**THE PROBLEM:** Start to finish, repeat the records exactly.

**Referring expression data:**
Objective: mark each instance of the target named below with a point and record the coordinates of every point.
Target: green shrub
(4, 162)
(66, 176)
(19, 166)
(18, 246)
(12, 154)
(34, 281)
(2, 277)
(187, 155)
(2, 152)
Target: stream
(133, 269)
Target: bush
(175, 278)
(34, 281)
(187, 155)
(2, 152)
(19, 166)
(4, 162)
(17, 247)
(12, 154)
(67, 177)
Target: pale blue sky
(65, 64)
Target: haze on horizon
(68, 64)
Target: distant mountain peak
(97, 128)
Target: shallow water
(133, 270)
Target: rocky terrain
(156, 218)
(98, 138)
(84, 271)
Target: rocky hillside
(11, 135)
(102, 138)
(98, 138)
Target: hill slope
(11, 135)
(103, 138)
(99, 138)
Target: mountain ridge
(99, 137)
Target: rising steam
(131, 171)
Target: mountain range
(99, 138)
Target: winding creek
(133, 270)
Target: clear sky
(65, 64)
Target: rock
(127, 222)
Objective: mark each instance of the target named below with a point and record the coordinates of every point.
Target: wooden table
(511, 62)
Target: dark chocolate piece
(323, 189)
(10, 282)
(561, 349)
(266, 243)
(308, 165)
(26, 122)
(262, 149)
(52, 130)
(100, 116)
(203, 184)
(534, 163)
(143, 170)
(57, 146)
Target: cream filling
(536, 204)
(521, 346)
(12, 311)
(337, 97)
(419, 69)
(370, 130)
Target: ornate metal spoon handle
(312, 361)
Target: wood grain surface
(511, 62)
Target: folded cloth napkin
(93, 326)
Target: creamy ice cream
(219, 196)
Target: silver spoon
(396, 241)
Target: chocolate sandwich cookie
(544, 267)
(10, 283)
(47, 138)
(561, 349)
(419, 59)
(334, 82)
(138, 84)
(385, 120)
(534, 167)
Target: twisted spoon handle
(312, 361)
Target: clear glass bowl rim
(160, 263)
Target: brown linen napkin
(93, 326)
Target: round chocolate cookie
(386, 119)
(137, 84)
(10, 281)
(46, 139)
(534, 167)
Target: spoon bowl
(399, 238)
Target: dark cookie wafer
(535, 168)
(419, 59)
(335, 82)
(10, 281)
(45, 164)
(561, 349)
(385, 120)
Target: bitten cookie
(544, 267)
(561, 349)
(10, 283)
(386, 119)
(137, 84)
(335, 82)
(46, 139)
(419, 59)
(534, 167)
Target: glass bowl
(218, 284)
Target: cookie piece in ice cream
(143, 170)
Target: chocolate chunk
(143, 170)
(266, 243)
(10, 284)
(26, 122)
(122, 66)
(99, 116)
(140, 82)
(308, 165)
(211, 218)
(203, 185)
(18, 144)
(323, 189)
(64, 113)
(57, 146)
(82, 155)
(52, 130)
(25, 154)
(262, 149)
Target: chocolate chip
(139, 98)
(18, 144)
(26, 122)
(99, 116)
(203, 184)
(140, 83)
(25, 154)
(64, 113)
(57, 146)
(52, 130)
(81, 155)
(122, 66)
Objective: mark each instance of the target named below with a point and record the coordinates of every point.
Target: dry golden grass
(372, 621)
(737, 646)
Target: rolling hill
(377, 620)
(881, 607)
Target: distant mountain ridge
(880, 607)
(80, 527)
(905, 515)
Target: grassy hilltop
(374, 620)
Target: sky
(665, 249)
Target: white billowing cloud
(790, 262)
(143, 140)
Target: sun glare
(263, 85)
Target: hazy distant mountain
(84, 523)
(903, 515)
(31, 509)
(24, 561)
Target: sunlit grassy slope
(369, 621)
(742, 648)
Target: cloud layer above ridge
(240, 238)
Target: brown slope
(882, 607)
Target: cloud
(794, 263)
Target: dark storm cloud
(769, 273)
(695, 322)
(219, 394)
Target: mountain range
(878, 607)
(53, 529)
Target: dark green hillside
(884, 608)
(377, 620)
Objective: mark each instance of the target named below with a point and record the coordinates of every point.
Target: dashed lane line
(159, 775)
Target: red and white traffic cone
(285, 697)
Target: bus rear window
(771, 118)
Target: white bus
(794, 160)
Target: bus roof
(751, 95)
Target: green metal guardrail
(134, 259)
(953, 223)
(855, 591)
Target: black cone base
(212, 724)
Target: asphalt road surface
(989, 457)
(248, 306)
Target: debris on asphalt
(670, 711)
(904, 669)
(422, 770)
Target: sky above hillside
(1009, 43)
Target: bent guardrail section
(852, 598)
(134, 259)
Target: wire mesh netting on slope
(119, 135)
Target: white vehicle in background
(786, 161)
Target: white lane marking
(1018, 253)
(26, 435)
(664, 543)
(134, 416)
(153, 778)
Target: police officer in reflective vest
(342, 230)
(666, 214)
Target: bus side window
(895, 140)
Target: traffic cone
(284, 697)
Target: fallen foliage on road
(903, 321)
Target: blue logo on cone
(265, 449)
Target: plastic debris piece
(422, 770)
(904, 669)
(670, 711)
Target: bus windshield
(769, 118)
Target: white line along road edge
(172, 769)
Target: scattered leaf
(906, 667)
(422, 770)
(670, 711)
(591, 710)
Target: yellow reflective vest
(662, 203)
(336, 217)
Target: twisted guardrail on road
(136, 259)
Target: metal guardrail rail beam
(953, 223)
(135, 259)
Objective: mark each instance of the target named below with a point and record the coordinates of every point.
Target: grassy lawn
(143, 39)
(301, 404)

**ANSWER TO THIS PROBLEM:**
Objective: mark each instance of the target named below with a point and record the coordinates of every point.
Target: green shrub
(4, 162)
(66, 176)
(19, 166)
(18, 246)
(12, 154)
(34, 281)
(2, 277)
(187, 155)
(2, 152)
Target: stream
(133, 269)
Target: bush
(175, 278)
(34, 281)
(187, 155)
(2, 152)
(19, 166)
(4, 162)
(17, 247)
(12, 154)
(67, 177)
Target: pale blue sky
(65, 64)
Target: haze on horizon
(68, 64)
Target: distant mountain peak
(97, 128)
Target: shallow water
(133, 270)
Target: rocky terrain
(156, 218)
(98, 138)
(84, 271)
Target: rocky hillside
(11, 135)
(102, 138)
(98, 138)
Target: hill slope
(11, 135)
(103, 138)
(99, 138)
Target: mountain ridge
(99, 137)
Target: rising steam
(131, 171)
Target: mountain range
(99, 138)
Target: winding creek
(133, 270)
Target: clear sky
(65, 64)
Target: rock
(127, 222)
Objective: mark each instance of the target named below with a point and record the coordinates of every point.
Target: wooden table
(511, 62)
Target: dark chocolate piece
(323, 189)
(10, 282)
(561, 349)
(266, 243)
(308, 165)
(26, 122)
(262, 149)
(52, 130)
(100, 116)
(203, 184)
(534, 163)
(143, 170)
(57, 146)
Target: cream filling
(536, 204)
(521, 346)
(12, 311)
(337, 97)
(419, 69)
(370, 130)
Target: ornate metal spoon handle
(312, 361)
Target: wood grain surface
(511, 62)
Target: folded cloth napkin
(93, 326)
Target: creamy ice cream
(219, 196)
Target: silver spoon
(396, 241)
Target: chocolate sandwich cookie
(544, 267)
(10, 283)
(47, 138)
(561, 349)
(419, 59)
(334, 82)
(138, 84)
(385, 120)
(534, 167)
Target: twisted spoon handle
(312, 361)
Target: clear glass bowl rim
(160, 263)
Target: brown linen napkin
(93, 326)
Target: round chocolate cookie
(386, 119)
(137, 84)
(10, 281)
(46, 139)
(534, 167)
Target: spoon bowl
(399, 238)
Target: dark cookie wafer
(535, 168)
(419, 59)
(335, 82)
(10, 281)
(45, 164)
(561, 349)
(385, 120)
Target: bitten cookie
(544, 267)
(561, 349)
(10, 283)
(386, 119)
(137, 84)
(335, 82)
(46, 139)
(419, 59)
(534, 167)
Target: glass bowl
(218, 284)
Target: cookie piece in ice cream
(143, 170)
Target: chocolate chunk
(143, 170)
(266, 243)
(10, 284)
(26, 122)
(122, 66)
(99, 116)
(140, 82)
(308, 165)
(211, 218)
(203, 185)
(18, 144)
(323, 189)
(64, 113)
(57, 146)
(82, 155)
(52, 130)
(25, 154)
(262, 149)
Target: chocolate chip
(139, 98)
(18, 144)
(26, 122)
(99, 116)
(203, 184)
(140, 83)
(25, 154)
(64, 113)
(57, 146)
(52, 130)
(81, 155)
(122, 66)
Objective: mark each instance of the target named below with a point and record the coordinates of every point.
Target: dry golden grass
(372, 621)
(737, 646)
Target: rolling hill
(377, 620)
(881, 607)
Target: distant mountain ridge
(880, 607)
(80, 527)
(905, 515)
Target: grassy hilltop
(374, 620)
Target: sky
(665, 249)
Target: white billowing cloud
(790, 262)
(143, 140)
Target: sun glare
(263, 85)
Target: hazy distant mountain
(84, 523)
(903, 515)
(31, 509)
(24, 561)
Target: sunlit grassy slope
(369, 621)
(742, 648)
Target: cloud layer above ridge
(240, 238)
Target: brown slope
(882, 607)
Target: cloud
(794, 263)
Target: dark storm cloud
(769, 273)
(695, 322)
(219, 394)
Target: mountain range
(878, 607)
(53, 529)
Target: dark green hillside
(884, 608)
(377, 620)
Objective: mark each instance of the target named below with a point and record the coordinates of every point.
Target: dashed lane line
(159, 775)
Target: red and white traffic cone
(285, 697)
Target: bus rear window
(771, 118)
Target: white bus
(794, 160)
Target: bus roof
(751, 95)
Target: green metal guardrail
(134, 259)
(953, 223)
(855, 591)
Target: black cone base
(212, 724)
Target: asphalt road surface
(989, 457)
(248, 306)
Target: debris on asphalt
(670, 711)
(904, 669)
(422, 770)
Target: sky above hillside
(1009, 43)
Target: bent guardrail section
(852, 598)
(134, 259)
Target: wire mesh netting on slope
(119, 135)
Target: white vehicle in background
(786, 161)
Target: white lane marking
(1018, 253)
(26, 435)
(664, 543)
(134, 416)
(153, 778)
Target: police officer in reflective vest
(342, 230)
(666, 214)
Target: bus side window
(895, 140)
Target: traffic cone
(284, 697)
Target: fallen foliage on road
(903, 321)
Target: blue logo on cone
(265, 449)
Target: plastic debris piece
(422, 770)
(904, 669)
(670, 711)
Target: bus windshield
(769, 118)
Target: white line along road edge
(172, 769)
Target: scattered leaf
(906, 667)
(422, 770)
(670, 711)
(591, 710)
Target: yellow reflective vest
(662, 203)
(336, 217)
Target: twisted guardrail on road
(136, 259)
Target: metal guardrail rail beam
(953, 223)
(135, 259)
Objective: mark each instance of the target named below with a point and record the coordinates of every point.
Target: grassy lawn
(143, 39)
(301, 404)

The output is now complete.